_Directions_
Gather every line of the items below that contains the string "house" and copy each of those lines out. Matches must have the same capitalization.
— START OF Information shown —
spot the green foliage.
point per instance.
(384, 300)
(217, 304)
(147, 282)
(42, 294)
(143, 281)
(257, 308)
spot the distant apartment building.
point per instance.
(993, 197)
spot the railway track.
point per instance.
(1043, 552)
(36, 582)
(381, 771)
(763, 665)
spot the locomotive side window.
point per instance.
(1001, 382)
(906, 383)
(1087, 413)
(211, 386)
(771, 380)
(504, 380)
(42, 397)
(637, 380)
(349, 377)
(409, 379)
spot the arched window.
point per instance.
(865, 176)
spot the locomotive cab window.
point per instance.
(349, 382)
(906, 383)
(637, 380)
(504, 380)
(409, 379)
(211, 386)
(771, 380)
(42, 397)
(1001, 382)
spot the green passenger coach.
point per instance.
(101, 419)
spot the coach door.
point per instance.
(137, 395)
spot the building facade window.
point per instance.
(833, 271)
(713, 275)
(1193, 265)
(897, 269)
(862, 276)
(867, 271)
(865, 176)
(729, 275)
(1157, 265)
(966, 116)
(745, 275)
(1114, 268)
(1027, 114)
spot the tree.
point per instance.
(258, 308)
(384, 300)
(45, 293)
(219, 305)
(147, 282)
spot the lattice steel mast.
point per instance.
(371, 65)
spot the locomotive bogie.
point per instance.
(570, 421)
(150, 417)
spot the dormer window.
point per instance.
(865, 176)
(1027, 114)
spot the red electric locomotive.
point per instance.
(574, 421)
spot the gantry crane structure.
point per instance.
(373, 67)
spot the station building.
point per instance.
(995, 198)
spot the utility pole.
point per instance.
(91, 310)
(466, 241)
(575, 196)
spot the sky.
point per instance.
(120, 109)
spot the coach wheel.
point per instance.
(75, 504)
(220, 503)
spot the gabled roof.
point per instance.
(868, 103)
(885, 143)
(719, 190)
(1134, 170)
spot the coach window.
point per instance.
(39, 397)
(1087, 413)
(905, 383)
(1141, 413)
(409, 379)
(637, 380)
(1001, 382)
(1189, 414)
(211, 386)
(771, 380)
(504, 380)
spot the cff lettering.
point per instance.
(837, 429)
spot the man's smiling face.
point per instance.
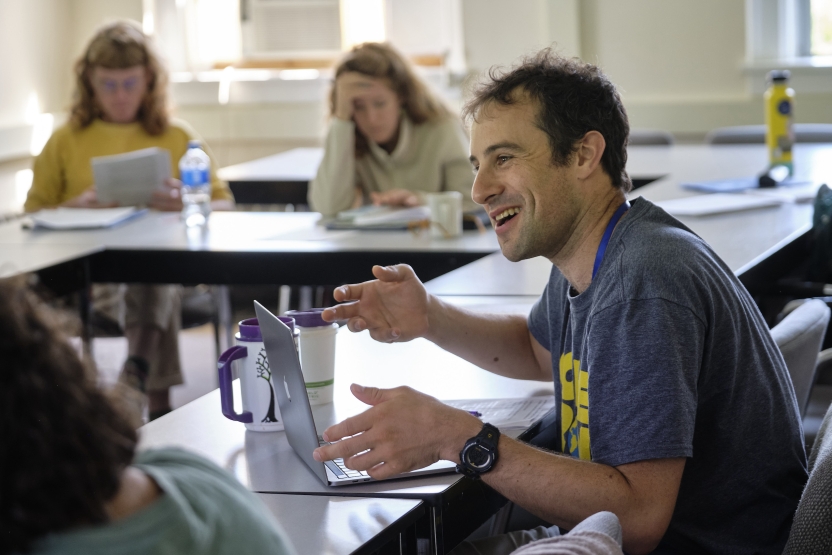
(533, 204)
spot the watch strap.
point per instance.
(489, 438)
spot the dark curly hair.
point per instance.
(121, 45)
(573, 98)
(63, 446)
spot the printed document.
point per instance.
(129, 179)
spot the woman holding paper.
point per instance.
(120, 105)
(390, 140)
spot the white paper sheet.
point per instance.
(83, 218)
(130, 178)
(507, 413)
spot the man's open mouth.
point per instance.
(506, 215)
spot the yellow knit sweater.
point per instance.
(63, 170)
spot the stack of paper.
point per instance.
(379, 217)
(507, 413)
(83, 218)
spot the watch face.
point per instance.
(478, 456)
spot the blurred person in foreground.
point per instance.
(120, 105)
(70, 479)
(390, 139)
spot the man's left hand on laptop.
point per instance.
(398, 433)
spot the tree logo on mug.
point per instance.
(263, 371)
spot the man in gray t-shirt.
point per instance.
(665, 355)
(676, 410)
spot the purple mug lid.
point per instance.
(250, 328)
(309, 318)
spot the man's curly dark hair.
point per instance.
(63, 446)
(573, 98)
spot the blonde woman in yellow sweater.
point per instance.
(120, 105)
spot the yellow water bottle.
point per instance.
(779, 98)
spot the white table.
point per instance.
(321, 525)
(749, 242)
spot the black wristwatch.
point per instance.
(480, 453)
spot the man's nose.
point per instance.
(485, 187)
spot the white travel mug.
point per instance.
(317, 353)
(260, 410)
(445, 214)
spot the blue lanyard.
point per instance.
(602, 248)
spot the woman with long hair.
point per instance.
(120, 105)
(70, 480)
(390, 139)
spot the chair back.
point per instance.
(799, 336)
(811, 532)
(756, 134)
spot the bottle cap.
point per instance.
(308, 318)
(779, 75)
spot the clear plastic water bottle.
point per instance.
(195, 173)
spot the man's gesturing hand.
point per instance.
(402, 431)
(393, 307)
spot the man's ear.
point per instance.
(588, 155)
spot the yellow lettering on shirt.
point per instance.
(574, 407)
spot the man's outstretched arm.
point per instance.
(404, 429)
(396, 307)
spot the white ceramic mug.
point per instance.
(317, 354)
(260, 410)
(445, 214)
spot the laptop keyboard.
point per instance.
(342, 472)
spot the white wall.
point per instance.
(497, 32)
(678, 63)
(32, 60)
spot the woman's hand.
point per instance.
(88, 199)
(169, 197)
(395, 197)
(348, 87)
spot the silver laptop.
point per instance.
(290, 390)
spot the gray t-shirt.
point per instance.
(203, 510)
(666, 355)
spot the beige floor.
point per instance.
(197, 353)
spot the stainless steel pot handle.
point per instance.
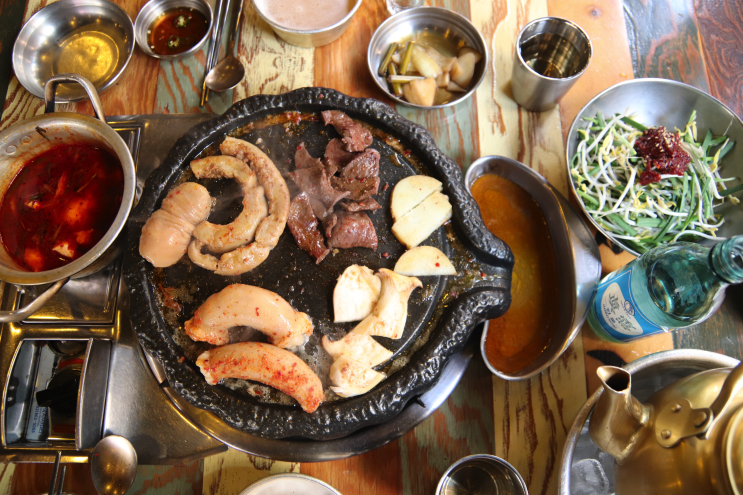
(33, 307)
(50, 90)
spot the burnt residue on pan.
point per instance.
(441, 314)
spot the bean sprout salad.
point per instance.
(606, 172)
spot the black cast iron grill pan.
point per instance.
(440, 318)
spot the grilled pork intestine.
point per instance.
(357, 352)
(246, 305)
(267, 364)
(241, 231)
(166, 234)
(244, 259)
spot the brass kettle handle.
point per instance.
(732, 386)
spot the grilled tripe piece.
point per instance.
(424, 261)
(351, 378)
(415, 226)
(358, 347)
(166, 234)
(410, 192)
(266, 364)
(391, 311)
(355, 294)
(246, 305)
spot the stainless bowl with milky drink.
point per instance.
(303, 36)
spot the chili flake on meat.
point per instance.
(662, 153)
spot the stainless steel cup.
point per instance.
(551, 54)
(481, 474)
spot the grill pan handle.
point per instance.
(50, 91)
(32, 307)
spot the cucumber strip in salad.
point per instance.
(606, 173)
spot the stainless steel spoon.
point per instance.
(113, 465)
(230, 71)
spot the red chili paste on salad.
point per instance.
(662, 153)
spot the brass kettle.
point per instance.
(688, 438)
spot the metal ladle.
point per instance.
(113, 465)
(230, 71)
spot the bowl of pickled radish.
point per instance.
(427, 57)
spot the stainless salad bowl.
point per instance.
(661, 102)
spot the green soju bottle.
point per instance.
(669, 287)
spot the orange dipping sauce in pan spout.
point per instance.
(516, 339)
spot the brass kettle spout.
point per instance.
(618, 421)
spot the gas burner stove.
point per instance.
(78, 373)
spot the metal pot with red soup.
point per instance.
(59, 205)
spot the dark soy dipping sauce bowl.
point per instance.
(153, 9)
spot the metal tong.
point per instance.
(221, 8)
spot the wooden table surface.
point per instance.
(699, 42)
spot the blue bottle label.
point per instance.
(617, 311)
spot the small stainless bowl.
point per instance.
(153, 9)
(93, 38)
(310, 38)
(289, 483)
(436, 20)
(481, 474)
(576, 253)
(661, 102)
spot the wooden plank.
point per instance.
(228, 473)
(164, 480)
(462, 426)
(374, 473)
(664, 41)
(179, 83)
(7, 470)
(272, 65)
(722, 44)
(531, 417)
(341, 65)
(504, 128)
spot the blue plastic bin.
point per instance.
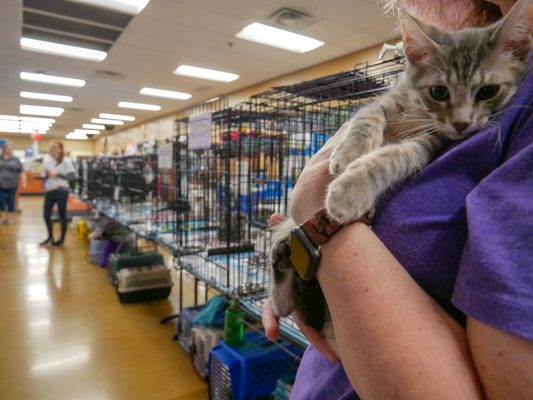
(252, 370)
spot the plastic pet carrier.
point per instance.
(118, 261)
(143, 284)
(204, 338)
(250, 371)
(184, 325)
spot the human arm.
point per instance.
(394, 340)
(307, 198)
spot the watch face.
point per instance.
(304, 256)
— END OF Information shown —
— START OF Information shown —
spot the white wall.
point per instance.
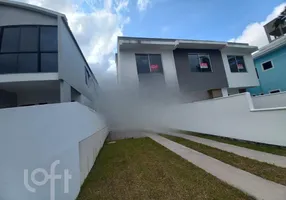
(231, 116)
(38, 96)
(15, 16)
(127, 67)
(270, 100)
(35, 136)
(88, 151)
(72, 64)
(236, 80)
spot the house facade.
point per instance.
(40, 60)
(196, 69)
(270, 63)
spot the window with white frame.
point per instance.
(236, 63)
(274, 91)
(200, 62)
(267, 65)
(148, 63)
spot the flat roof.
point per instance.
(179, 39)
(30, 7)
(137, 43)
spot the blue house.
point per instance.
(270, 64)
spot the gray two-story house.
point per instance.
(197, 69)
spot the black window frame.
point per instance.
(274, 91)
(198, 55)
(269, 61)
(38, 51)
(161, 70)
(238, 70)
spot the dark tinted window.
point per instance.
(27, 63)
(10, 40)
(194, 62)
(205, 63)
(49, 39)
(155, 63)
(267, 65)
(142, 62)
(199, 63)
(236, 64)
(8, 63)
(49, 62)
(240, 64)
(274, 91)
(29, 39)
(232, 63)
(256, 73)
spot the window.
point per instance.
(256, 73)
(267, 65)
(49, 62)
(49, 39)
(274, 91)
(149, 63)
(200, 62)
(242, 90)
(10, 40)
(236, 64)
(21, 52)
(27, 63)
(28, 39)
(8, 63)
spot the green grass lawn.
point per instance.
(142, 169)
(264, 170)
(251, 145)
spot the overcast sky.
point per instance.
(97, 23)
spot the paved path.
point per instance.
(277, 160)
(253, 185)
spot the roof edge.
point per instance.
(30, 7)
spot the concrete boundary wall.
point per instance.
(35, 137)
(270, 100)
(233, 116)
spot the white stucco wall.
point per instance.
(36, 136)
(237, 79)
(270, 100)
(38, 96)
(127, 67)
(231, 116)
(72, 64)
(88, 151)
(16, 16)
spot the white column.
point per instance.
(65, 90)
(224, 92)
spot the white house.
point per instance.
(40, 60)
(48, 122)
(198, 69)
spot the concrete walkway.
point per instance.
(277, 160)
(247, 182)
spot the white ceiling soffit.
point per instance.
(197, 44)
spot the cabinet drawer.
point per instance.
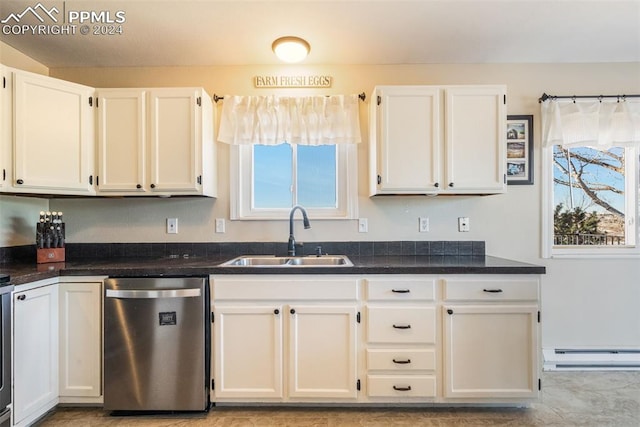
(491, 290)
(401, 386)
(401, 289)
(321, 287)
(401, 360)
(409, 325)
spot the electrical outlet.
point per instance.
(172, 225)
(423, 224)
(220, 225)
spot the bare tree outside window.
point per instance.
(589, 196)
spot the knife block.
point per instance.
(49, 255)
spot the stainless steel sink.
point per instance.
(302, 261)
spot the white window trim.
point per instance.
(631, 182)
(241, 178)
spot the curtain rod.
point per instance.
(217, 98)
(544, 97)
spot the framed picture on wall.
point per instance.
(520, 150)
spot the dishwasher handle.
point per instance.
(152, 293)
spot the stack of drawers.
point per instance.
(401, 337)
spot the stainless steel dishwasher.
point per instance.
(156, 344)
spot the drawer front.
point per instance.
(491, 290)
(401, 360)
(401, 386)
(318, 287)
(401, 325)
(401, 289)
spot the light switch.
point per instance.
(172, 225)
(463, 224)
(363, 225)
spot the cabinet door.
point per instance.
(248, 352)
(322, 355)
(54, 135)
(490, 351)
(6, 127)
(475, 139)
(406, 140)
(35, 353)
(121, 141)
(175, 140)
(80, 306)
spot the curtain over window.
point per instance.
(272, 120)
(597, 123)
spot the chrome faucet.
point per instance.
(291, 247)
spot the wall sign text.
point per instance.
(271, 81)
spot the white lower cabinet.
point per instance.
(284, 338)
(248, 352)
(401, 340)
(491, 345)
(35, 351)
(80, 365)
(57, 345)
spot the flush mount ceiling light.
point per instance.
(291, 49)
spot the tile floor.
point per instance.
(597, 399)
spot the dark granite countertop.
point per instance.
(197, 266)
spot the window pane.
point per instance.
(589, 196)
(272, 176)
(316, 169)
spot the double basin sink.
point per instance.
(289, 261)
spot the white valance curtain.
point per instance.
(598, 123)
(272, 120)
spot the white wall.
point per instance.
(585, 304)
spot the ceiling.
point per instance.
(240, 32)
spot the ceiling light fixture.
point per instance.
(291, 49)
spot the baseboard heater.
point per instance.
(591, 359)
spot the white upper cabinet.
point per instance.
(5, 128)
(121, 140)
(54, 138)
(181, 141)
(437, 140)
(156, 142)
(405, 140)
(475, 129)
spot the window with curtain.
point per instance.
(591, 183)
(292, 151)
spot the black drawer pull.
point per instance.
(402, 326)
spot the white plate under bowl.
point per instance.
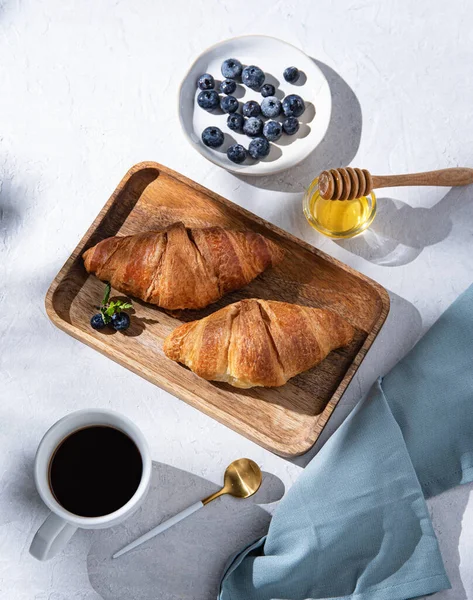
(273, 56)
— END OF Information shown —
— START OF Information shown —
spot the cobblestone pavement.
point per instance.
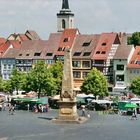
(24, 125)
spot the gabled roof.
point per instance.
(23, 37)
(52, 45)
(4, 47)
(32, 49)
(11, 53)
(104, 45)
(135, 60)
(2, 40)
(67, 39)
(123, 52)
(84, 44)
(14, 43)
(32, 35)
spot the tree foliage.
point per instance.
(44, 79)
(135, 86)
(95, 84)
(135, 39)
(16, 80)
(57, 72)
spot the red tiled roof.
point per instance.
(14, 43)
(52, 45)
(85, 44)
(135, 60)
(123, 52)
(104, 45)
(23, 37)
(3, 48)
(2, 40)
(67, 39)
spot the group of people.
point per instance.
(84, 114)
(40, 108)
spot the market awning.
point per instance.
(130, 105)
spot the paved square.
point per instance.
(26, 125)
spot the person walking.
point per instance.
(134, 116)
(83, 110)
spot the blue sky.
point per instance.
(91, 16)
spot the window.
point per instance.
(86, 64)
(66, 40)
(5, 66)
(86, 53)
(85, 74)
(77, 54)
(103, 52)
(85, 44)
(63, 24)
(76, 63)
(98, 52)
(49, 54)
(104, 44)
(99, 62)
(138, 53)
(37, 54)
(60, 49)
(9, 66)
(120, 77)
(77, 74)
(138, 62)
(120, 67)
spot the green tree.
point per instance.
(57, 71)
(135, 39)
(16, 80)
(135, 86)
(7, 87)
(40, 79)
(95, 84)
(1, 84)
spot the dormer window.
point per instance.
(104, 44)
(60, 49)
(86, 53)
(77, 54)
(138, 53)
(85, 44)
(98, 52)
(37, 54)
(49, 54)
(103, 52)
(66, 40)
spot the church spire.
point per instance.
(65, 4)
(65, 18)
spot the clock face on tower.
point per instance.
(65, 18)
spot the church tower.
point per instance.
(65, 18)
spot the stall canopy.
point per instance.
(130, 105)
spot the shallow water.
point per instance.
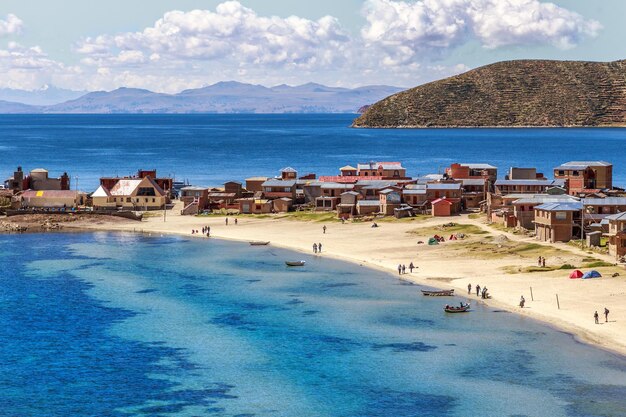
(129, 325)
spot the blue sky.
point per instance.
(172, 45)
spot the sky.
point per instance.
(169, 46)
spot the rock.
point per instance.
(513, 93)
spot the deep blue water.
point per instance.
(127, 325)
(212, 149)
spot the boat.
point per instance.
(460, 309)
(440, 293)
— END OF Information shown —
_Answer in full_
spot the house facade.
spot the blue house.
spot the gray two-story house.
spot the white house.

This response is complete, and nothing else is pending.